• _WHAT NEEDS TO BE DONE_
Transcribe the full listing exactly, and drop every picture.

DATA FOR REVIEW section start

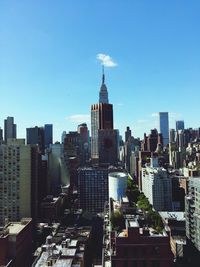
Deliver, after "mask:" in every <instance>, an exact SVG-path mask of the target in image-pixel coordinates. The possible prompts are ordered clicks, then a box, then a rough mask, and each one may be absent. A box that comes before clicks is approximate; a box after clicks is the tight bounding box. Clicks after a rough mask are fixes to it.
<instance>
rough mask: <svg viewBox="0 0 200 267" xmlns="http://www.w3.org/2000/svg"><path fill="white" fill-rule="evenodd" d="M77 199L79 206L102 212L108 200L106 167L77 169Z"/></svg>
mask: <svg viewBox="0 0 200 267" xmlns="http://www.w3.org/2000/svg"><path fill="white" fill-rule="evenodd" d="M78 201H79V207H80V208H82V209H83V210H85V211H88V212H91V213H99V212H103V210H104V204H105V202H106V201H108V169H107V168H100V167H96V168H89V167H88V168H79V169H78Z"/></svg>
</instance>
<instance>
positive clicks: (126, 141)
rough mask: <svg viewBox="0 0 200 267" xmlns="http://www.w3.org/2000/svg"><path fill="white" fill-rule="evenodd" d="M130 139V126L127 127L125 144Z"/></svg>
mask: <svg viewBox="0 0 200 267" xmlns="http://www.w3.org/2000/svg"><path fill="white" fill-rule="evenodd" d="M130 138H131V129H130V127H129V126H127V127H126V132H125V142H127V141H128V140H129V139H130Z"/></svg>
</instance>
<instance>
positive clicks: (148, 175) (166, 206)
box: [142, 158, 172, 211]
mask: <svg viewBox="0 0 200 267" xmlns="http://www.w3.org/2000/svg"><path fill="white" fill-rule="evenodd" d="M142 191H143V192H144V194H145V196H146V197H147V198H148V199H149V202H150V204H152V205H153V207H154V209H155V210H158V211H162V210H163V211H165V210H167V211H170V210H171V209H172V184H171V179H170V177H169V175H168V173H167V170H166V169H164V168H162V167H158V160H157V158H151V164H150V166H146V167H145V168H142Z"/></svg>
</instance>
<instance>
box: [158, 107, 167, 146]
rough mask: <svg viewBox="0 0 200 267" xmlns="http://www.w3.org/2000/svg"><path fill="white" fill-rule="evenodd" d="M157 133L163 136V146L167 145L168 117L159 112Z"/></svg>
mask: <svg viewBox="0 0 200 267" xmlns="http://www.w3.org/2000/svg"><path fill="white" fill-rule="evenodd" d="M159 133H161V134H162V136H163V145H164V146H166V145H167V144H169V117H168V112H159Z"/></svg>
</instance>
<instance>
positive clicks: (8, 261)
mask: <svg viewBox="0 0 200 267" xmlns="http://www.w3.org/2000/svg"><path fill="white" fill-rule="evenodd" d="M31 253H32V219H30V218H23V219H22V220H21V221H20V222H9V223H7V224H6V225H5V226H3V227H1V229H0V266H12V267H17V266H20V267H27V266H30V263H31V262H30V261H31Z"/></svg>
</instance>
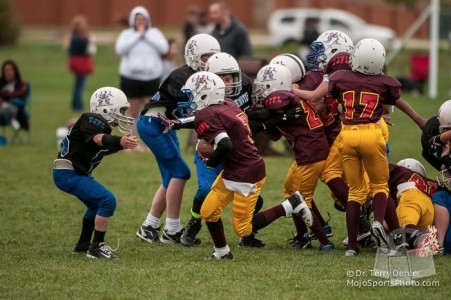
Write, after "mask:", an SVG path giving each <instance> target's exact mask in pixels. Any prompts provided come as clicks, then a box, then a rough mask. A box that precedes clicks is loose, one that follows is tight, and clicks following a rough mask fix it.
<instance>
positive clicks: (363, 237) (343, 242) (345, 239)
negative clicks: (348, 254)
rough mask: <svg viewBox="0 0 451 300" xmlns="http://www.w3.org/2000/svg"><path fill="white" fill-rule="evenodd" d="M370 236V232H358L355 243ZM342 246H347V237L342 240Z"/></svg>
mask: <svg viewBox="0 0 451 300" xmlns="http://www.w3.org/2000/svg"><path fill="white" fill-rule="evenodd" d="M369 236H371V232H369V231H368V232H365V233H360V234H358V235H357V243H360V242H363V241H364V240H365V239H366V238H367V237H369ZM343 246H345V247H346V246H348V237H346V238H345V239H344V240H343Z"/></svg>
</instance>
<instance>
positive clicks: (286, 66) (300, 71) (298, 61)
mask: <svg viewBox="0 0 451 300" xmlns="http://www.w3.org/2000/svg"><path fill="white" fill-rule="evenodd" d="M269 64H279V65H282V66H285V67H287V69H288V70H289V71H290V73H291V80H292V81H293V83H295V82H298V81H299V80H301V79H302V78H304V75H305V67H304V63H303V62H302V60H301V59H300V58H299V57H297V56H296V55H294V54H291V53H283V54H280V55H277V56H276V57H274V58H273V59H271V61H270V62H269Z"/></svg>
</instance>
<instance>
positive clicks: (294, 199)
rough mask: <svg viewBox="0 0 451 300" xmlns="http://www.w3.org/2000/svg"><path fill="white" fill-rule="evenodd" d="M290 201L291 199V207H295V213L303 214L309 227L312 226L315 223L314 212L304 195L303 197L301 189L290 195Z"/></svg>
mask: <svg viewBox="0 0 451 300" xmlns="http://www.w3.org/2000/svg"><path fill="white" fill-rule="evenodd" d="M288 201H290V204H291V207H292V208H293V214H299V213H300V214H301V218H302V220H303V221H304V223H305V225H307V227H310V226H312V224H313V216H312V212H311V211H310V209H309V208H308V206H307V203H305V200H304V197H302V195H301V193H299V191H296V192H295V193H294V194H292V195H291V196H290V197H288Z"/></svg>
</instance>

DATA FOR REVIEW section end

• _PROBLEM SOLUTION_
Deliver, after "mask:" in every <instance>, an exact SVG-path mask of the target in image-pixel coordinates. The possible prompts are ordered clicks, then a box, then a rough mask, and each one may be absent. A box that comes before clicks is approximate; a box after clicks is the tight bounding box. Clicks after a rough mask are fixes to it.
<instance>
rough mask: <svg viewBox="0 0 200 267" xmlns="http://www.w3.org/2000/svg"><path fill="white" fill-rule="evenodd" d="M77 199L79 206L102 212L108 200L106 167L77 169Z"/></svg>
mask: <svg viewBox="0 0 200 267" xmlns="http://www.w3.org/2000/svg"><path fill="white" fill-rule="evenodd" d="M78 201H79V207H80V208H82V209H83V210H85V211H88V212H91V213H99V212H103V210H104V204H105V202H106V201H108V169H107V168H100V167H96V168H89V167H88V168H79V169H78Z"/></svg>
</instance>
<instance>
positive clicks: (126, 141)
rough mask: <svg viewBox="0 0 200 267" xmlns="http://www.w3.org/2000/svg"><path fill="white" fill-rule="evenodd" d="M130 139V126L127 127L125 144Z"/></svg>
mask: <svg viewBox="0 0 200 267" xmlns="http://www.w3.org/2000/svg"><path fill="white" fill-rule="evenodd" d="M130 138H131V129H130V127H129V126H127V127H126V132H125V142H127V141H128V140H129V139H130Z"/></svg>
</instance>
<instance>
positive clicks: (148, 175) (166, 206)
box: [142, 158, 172, 211]
mask: <svg viewBox="0 0 200 267" xmlns="http://www.w3.org/2000/svg"><path fill="white" fill-rule="evenodd" d="M142 191H143V192H144V194H145V196H146V197H147V198H148V199H149V202H150V204H152V205H153V207H154V209H155V210H158V211H162V210H163V211H165V210H167V211H170V210H171V209H172V184H171V179H170V177H169V175H168V173H167V170H166V169H164V168H162V167H158V160H157V158H151V164H150V166H146V167H145V168H142Z"/></svg>
</instance>
<instance>
box: [158, 107, 167, 146]
rough mask: <svg viewBox="0 0 200 267" xmlns="http://www.w3.org/2000/svg"><path fill="white" fill-rule="evenodd" d="M157 133L163 136V146L167 145L168 117L159 112Z"/></svg>
mask: <svg viewBox="0 0 200 267" xmlns="http://www.w3.org/2000/svg"><path fill="white" fill-rule="evenodd" d="M159 133H161V134H162V136H163V145H164V146H166V145H167V144H169V117H168V112H159Z"/></svg>
</instance>
<instance>
positive clicks: (8, 261)
mask: <svg viewBox="0 0 200 267" xmlns="http://www.w3.org/2000/svg"><path fill="white" fill-rule="evenodd" d="M31 253H32V219H30V218H23V219H22V220H21V221H20V222H9V223H7V224H6V225H5V226H3V227H1V229H0V266H12V267H17V266H20V267H27V266H30V263H31V262H30V261H31Z"/></svg>
</instance>
Write, after "mask:", an SVG path giving each <instance> target's exact mask in pixels. Any prompts provided come as clicks, then a box, then a rough mask. A box that precedes clicks is loose, one that follows is tight, and clicks following a rough mask fix it.
<instance>
positive clicks: (363, 237) (343, 242) (345, 239)
negative clicks: (348, 254)
rough mask: <svg viewBox="0 0 451 300" xmlns="http://www.w3.org/2000/svg"><path fill="white" fill-rule="evenodd" d="M370 236V232H358L355 243ZM342 246H347V237L342 240Z"/></svg>
mask: <svg viewBox="0 0 451 300" xmlns="http://www.w3.org/2000/svg"><path fill="white" fill-rule="evenodd" d="M369 236H371V232H369V231H368V232H365V233H360V234H358V235H357V243H360V242H363V241H364V240H365V239H366V238H367V237H369ZM343 246H345V247H346V246H348V237H346V238H345V239H344V240H343Z"/></svg>
</instance>
<instance>
positive clicks: (286, 66) (300, 71) (298, 61)
mask: <svg viewBox="0 0 451 300" xmlns="http://www.w3.org/2000/svg"><path fill="white" fill-rule="evenodd" d="M269 64H279V65H282V66H285V67H287V69H288V70H289V71H290V73H291V80H292V81H293V83H295V82H298V81H299V80H301V79H302V78H304V75H305V67H304V63H303V62H302V60H301V59H300V58H299V57H297V56H296V55H294V54H291V53H283V54H280V55H277V56H276V57H274V58H273V59H271V61H270V62H269Z"/></svg>
</instance>
<instance>
positive clicks: (294, 199)
rough mask: <svg viewBox="0 0 451 300" xmlns="http://www.w3.org/2000/svg"><path fill="white" fill-rule="evenodd" d="M290 201L291 199V207H295V213L303 214L309 227L312 226L315 223L314 212L304 195L303 197L301 189L290 195Z"/></svg>
mask: <svg viewBox="0 0 451 300" xmlns="http://www.w3.org/2000/svg"><path fill="white" fill-rule="evenodd" d="M288 201H290V204H291V207H292V208H293V214H299V213H300V214H301V218H302V220H303V221H304V223H305V225H307V227H310V226H312V224H313V216H312V212H311V211H310V209H309V208H308V206H307V203H305V200H304V197H302V195H301V193H299V191H296V192H295V193H294V194H292V195H291V196H290V197H288Z"/></svg>
</instance>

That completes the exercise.